■ GOAL ■
Rewrite every line of the items below as one numbered list, omitting any blank lines.

━━━━━━━━━━━━━━━━━━━━

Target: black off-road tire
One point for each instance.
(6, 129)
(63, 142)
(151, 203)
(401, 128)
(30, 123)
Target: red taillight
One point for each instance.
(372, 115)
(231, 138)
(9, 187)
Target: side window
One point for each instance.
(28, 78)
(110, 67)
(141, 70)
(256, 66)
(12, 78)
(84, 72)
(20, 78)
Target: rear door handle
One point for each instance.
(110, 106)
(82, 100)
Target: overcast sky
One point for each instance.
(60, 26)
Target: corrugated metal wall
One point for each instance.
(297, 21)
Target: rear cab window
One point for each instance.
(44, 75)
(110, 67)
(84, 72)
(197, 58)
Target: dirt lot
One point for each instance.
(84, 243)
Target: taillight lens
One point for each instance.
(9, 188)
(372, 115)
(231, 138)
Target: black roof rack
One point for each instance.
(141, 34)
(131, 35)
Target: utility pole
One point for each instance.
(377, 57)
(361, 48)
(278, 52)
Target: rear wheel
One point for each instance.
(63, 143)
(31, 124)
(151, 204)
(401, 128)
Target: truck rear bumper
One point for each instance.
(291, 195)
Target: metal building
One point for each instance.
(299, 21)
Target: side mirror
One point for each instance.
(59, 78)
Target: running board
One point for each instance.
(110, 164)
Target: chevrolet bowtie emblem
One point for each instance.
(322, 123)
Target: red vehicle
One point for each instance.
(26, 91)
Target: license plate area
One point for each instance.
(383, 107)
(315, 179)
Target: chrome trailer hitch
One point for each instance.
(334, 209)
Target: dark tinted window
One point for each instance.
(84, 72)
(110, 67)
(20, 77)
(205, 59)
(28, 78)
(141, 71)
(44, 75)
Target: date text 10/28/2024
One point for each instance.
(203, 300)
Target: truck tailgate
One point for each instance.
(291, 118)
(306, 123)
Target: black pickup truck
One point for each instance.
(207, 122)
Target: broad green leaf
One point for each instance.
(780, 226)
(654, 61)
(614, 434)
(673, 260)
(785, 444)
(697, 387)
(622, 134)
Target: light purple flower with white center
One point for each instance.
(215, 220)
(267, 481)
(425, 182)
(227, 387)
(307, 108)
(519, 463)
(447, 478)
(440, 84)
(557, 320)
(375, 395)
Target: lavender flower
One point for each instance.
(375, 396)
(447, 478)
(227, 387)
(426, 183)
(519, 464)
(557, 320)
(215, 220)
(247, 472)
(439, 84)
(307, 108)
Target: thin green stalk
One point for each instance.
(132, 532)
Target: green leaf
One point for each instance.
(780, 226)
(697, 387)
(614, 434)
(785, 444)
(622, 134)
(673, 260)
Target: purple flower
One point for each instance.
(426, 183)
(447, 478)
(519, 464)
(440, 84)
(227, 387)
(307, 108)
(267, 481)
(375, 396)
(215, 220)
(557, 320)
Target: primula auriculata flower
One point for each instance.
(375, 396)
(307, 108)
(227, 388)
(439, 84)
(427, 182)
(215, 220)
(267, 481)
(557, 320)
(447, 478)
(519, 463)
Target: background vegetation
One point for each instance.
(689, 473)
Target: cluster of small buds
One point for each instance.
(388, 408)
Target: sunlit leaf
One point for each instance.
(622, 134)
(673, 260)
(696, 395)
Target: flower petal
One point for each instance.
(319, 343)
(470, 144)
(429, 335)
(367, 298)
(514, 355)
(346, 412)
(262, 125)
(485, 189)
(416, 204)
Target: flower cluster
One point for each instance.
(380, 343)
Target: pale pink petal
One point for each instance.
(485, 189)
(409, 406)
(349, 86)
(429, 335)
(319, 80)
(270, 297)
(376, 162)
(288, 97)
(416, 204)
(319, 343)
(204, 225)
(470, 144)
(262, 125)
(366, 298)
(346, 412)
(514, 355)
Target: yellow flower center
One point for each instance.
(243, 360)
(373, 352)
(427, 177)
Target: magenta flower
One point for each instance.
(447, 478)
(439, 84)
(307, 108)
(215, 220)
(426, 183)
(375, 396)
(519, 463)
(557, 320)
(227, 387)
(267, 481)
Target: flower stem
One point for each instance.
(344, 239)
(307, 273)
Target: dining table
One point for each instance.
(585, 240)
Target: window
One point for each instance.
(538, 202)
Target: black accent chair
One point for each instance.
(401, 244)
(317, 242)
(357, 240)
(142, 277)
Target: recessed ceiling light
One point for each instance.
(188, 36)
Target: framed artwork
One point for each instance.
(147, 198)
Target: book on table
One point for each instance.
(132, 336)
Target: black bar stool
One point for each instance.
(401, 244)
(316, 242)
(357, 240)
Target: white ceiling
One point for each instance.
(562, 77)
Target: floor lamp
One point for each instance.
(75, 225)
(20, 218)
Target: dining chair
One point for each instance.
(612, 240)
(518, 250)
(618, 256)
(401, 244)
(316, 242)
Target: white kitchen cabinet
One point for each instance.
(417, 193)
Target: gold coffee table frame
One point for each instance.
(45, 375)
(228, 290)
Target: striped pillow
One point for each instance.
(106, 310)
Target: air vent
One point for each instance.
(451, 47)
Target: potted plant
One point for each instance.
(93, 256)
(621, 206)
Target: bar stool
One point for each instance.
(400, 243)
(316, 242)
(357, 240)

━━━━━━━━━━━━━━━━━━━━

■ THE SOLUTION ■
1. Target: black off-road tire
2. One point for each instance.
3. (6, 129)
4. (63, 142)
5. (151, 203)
6. (401, 128)
7. (30, 123)
8. Target: red taillight
9. One point for each instance.
10. (372, 115)
11. (231, 138)
12. (9, 187)
13. Target: side window
14. One point for each instance.
15. (28, 78)
16. (110, 67)
17. (141, 70)
18. (256, 66)
19. (12, 78)
20. (84, 72)
21. (20, 78)
22. Target: rear door handle
23. One point for each instance.
24. (110, 106)
25. (82, 100)
26. Target: overcast sky
27. One point for each instance.
28. (60, 26)
29. Target: corrugated metal wall
30. One point for each instance.
31. (297, 21)
32. Target: rear cab window
33. One point for each instance.
34. (44, 75)
35. (110, 67)
36. (84, 72)
37. (197, 58)
38. Target: dirt lot
39. One point for each instance.
40. (84, 243)
41. Target: taillight lens
42. One point for each instance.
43. (9, 188)
44. (372, 115)
45. (231, 138)
46. Target: black roof rack
47. One point for each instance.
48. (141, 34)
49. (131, 35)
50. Target: utility pole
51. One point for each instance.
52. (377, 57)
53. (361, 48)
54. (278, 52)
55. Target: rear wheel
56. One point for each instance.
57. (63, 143)
58. (31, 124)
59. (151, 204)
60. (401, 128)
61. Target: truck rear bumper
62. One point for each instance.
63. (291, 195)
64. Target: metal building
65. One point for each instance.
66. (299, 21)
67. Target: side mirror
68. One point for each instance.
69. (59, 78)
70. Target: running board
71. One point for each instance.
72. (110, 164)
73. Target: chevrolet bowtie emblem
74. One point for each instance.
75. (322, 123)
76. Target: red vehicle
77. One point for each instance.
78. (26, 91)
79. Target: license plate area
80. One point for each instance.
81. (383, 107)
82. (315, 179)
83. Target: chrome trailer hitch
84. One point for each instance.
85. (334, 209)
86. Target: dark tinted window
87. One point for each instance.
88. (84, 72)
89. (110, 67)
90. (20, 77)
91. (205, 59)
92. (28, 78)
93. (141, 71)
94. (44, 75)
95. Target: date text 10/28/2024
96. One point for each instance.
97. (203, 300)
98. Target: truck tailgate
99. One point for each instance.
100. (291, 118)
101. (306, 123)
102. Target: black pickup truck
103. One point for each instance.
104. (207, 122)
105. Target: broad green leaf
106. One point for each instance.
107. (780, 226)
108. (654, 61)
109. (614, 434)
110. (673, 260)
111. (785, 444)
112. (697, 387)
113. (622, 134)
114. Target: light purple flower with white center
115. One point for each instance.
116. (215, 220)
117. (267, 481)
118. (425, 182)
119. (227, 387)
120. (307, 108)
121. (519, 463)
122. (447, 478)
123. (440, 84)
124. (557, 320)
125. (375, 395)
126. Target: lavender flower
127. One point for each instance.
128. (375, 396)
129. (447, 478)
130. (227, 387)
131. (426, 183)
132. (519, 464)
133. (557, 320)
134. (215, 220)
135. (247, 472)
136. (439, 84)
137. (307, 108)
138. Target: thin green stalk
139. One point for each instance.
140. (132, 532)
141. Target: green leaf
142. One point for each instance.
143. (780, 226)
144. (697, 387)
145. (614, 434)
146. (785, 444)
147. (622, 134)
148. (673, 260)
149. Target: purple flower
150. One point for each instance.
151. (426, 183)
152. (447, 478)
153. (519, 464)
154. (440, 84)
155. (227, 387)
156. (307, 108)
157. (267, 481)
158. (375, 396)
159. (215, 220)
160. (557, 320)
161. Target: primula auriculata flower
162. One point for each instance.
163. (375, 396)
164. (307, 108)
165. (227, 388)
166. (439, 84)
167. (427, 182)
168. (215, 220)
169. (267, 481)
170. (557, 320)
171. (447, 478)
172. (519, 463)
173. Target: background vegetation
174. One point for each instance.
175. (689, 473)
176. Target: cluster of small buds
177. One point for each instance.
178. (388, 408)
179. Target: sunlit leaf
180. One point for each instance.
181. (622, 134)
182. (673, 260)
183. (696, 395)
184. Target: flower petal
185. One point for each instance.
186. (319, 343)
187. (470, 144)
188. (429, 335)
189. (367, 298)
190. (514, 355)
191. (346, 412)
192. (262, 125)
193. (485, 189)
194. (416, 204)
195. Target: flower cluster
196. One point for each instance.
197. (380, 343)
198. Target: pale pink petal
199. One point for each instance.
200. (485, 189)
201. (409, 406)
202. (349, 86)
203. (429, 335)
204. (319, 80)
205. (270, 297)
206. (376, 162)
207. (288, 97)
208. (416, 204)
209. (319, 343)
210. (204, 225)
211. (470, 144)
212. (262, 125)
213. (366, 298)
214. (346, 412)
215. (514, 355)
216. Target: yellow flower center
217. One point for each instance.
218. (243, 360)
219. (373, 352)
220. (427, 177)
221. Target: magenta flower
222. One point for each instance.
223. (447, 478)
224. (439, 84)
225. (307, 108)
226. (215, 220)
227. (426, 183)
228. (375, 396)
229. (519, 463)
230. (557, 320)
231. (227, 387)
232. (267, 481)
233. Target: flower stem
234. One point for each instance.
235. (344, 239)
236. (307, 273)
237. Target: dining table
238. One point for each instance.
239. (585, 240)
240. Target: window
241. One point for each instance.
242. (538, 202)
243. Target: black accent chair
244. One point for each instance.
245. (401, 244)
246. (317, 242)
247. (357, 240)
248. (142, 277)
249. Target: recessed ceiling light
250. One point for each instance.
251. (188, 36)
252. Target: framed artwork
253. One point for each instance.
254. (147, 198)
255. Target: book on table
256. One point for each instance.
257. (132, 336)
258. Target: black bar stool
259. One point for each instance.
260. (401, 244)
261. (316, 242)
262. (357, 240)
263. Target: white ceiling
264. One point for each instance.
265. (562, 77)
266. Target: floor lamp
267. One point for each instance.
268. (75, 225)
269. (20, 218)
270. Target: dining chair
271. One point for each instance.
272. (612, 240)
273. (518, 250)
274. (618, 256)
275. (401, 244)
276. (316, 242)
277. Target: white kitchen cabinet
278. One point for each instance.
279. (417, 193)
280. Target: gold coffee table frame
281. One point for each instance.
282. (45, 375)
283. (228, 290)
284. Target: striped pillow
285. One point for each instance.
286. (106, 310)
287. Target: air vent
288. One point for each instance.
289. (451, 47)
290. Target: potted plant
291. One point for each instance.
292. (93, 256)
293. (621, 206)
294. Target: bar stool
295. One point for each instance.
296. (400, 243)
297. (316, 242)
298. (357, 240)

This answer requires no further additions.